[EXERCISE DETAILS]
Your answer must be an exact copy of the records below, minus the pictures.

Data items
*** Block opens ***
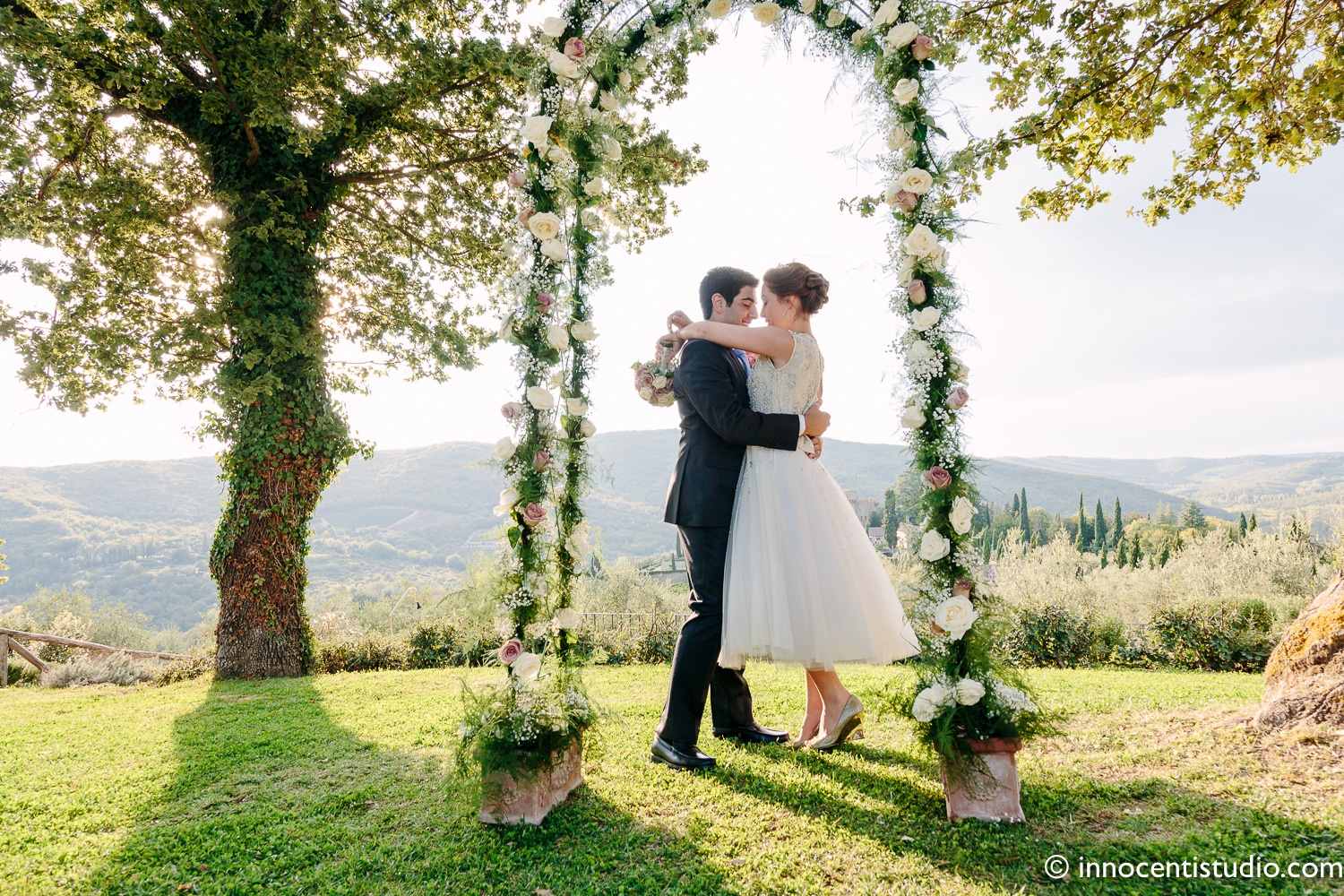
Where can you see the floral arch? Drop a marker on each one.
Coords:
(590, 66)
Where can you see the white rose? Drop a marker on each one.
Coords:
(969, 692)
(924, 708)
(558, 338)
(562, 66)
(902, 35)
(540, 398)
(508, 497)
(886, 13)
(954, 616)
(919, 351)
(925, 319)
(545, 225)
(527, 667)
(906, 90)
(933, 546)
(556, 250)
(961, 516)
(535, 129)
(921, 242)
(916, 180)
(766, 13)
(898, 140)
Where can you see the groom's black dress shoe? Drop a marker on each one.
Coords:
(679, 755)
(753, 734)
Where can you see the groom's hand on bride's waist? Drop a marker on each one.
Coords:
(816, 421)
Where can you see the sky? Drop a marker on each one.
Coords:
(1212, 335)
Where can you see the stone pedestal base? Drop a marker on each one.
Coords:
(1003, 801)
(510, 801)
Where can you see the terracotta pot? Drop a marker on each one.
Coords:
(527, 798)
(996, 798)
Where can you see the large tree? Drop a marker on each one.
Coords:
(228, 194)
(1250, 82)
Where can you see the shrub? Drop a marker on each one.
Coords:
(113, 668)
(1218, 637)
(363, 654)
(183, 670)
(1053, 634)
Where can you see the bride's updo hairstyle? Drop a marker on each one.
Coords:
(798, 280)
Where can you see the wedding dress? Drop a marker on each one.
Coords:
(803, 581)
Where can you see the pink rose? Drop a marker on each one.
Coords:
(935, 477)
(510, 650)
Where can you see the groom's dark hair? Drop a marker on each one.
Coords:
(726, 282)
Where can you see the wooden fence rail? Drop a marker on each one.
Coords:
(8, 641)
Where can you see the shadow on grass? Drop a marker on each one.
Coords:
(1067, 814)
(271, 796)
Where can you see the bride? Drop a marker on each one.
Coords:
(803, 582)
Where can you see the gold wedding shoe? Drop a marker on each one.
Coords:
(849, 723)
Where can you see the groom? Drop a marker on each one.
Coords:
(717, 426)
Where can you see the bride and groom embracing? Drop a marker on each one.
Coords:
(780, 565)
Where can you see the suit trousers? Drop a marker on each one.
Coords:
(695, 665)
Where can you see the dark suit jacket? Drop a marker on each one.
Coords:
(717, 425)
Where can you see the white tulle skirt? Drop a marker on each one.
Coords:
(803, 581)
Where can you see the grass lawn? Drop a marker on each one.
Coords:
(343, 785)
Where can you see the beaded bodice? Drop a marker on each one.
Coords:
(790, 389)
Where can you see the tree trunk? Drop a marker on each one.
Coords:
(1304, 678)
(287, 438)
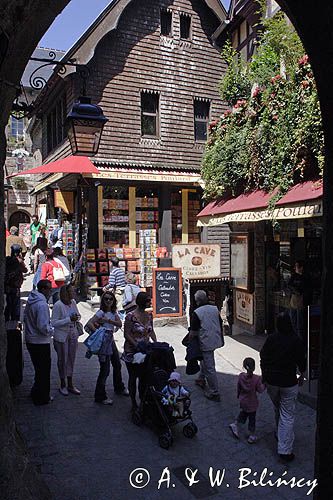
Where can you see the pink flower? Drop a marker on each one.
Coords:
(212, 125)
(276, 78)
(304, 60)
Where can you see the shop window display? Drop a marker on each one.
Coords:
(115, 216)
(146, 212)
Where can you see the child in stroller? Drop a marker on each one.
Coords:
(175, 396)
(152, 411)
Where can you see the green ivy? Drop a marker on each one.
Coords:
(272, 136)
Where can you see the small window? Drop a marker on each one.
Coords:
(149, 114)
(201, 119)
(185, 26)
(17, 127)
(166, 22)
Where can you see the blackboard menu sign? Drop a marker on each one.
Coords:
(167, 292)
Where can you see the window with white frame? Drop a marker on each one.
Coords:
(166, 22)
(149, 114)
(185, 23)
(201, 119)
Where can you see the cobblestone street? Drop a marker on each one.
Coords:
(86, 451)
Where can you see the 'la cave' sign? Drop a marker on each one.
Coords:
(167, 292)
(197, 260)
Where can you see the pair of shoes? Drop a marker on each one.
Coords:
(74, 390)
(124, 392)
(200, 382)
(234, 429)
(107, 402)
(287, 458)
(212, 396)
*** Block closes ***
[TASK ANSWER]
Where can you see the floral arch? Drop a marker on each one.
Coords:
(590, 66)
Where can you see the white rose? Drop a marker on each one.
Coords:
(969, 692)
(924, 708)
(558, 338)
(562, 66)
(902, 35)
(540, 398)
(508, 497)
(886, 13)
(954, 616)
(919, 351)
(925, 319)
(545, 225)
(527, 667)
(906, 90)
(933, 546)
(556, 250)
(961, 516)
(535, 129)
(921, 242)
(916, 180)
(766, 13)
(898, 140)
Where can you see the groom's black dress shoe? Drop a marker on each one.
Coords:
(679, 755)
(753, 734)
Where can you see the groom's hand on bride's waist? Drop a marker on each one.
Coords:
(816, 421)
Where can you see the sky? Drop a marker on each one.
Coords:
(1212, 335)
Where can you see the stone pedestal base? Drop a marker on each one.
Coords:
(1003, 801)
(510, 801)
Where can you see the terracotta pot? Drop a marker on each one.
Coords:
(527, 798)
(996, 798)
Where can you see the large tree? Drop a marker on each one.
Coords:
(228, 194)
(1250, 82)
Where can you see the shrub? Drop a marker on each one.
Coords:
(113, 668)
(1218, 637)
(363, 654)
(183, 670)
(1053, 634)
Where can you see the bride's updo hairstyle? Drop a marker on each one.
Coords:
(798, 280)
Where can you see the wedding dress? Drop a marker on each one.
Coords:
(803, 581)
Where can you see the pink rose? Drop a marker on each one.
Coords:
(935, 477)
(510, 650)
Where can you see the groom's dark hair? Drop a marker on each one.
Coords:
(726, 282)
Where can you see the wooden fence rail? Drop a marker on each one.
Coords:
(8, 641)
Where can you see the shadow on grass? Drop a marker on each one.
Coords:
(1067, 814)
(271, 796)
Where can you see the bride? Drop a marker on each one.
Coords:
(803, 582)
Where can you see the gold wedding shoe? Drop a marker on each one.
Coords:
(849, 723)
Where can you see the groom? Drop a marker on each one.
Coords:
(717, 426)
Where can you see the bride and groom embracing? Drop a marker on each one.
Coords:
(780, 565)
Where can you see the suit trousers? Drop a marker on each one.
Coords:
(695, 665)
Where can you see the dark suit jacket? Drop a marker on each one.
Coords:
(717, 425)
Where can you see the white tulle skirt? Drop a marker on each one.
Coords:
(803, 581)
Where can you see the grass lawn? Drop a marker on each one.
Coords:
(343, 785)
Where can you see the beaded bodice? Drop a marker on each one.
Coords:
(790, 389)
Where can you see the tree trunk? Drop a marker on each one.
Coords:
(1304, 678)
(287, 438)
Where can you see the pink flower? Drop a marker on each one.
Coords:
(212, 125)
(276, 78)
(304, 60)
Where can you see the shop window display? Drop a marker on each one.
Coords:
(115, 216)
(146, 212)
Where can you see the child in stroller? Drop a marker on each one.
Coords:
(175, 396)
(152, 411)
Where can you see the green ivy? Drop a marker on each one.
Coords:
(272, 136)
Where can you see the small window? Drop a marker on each one.
Coords:
(149, 114)
(201, 119)
(185, 26)
(17, 127)
(166, 22)
Where can you see the blackboard menu sign? Drop a marker on each one.
Coords:
(167, 292)
Where can you see the window with white frame? Drop a marker on each one.
Coords:
(166, 22)
(149, 114)
(185, 23)
(201, 119)
Where can you see the cobblestone street? Drop a marker on each one.
Coords:
(86, 451)
Where can you see the 'la cave' sign? Drop a marker on each one.
Coords:
(167, 292)
(197, 260)
Where can you see the pair of shoes? Drop a marker on each one.
Coords:
(74, 390)
(124, 392)
(200, 382)
(234, 429)
(107, 402)
(287, 458)
(212, 396)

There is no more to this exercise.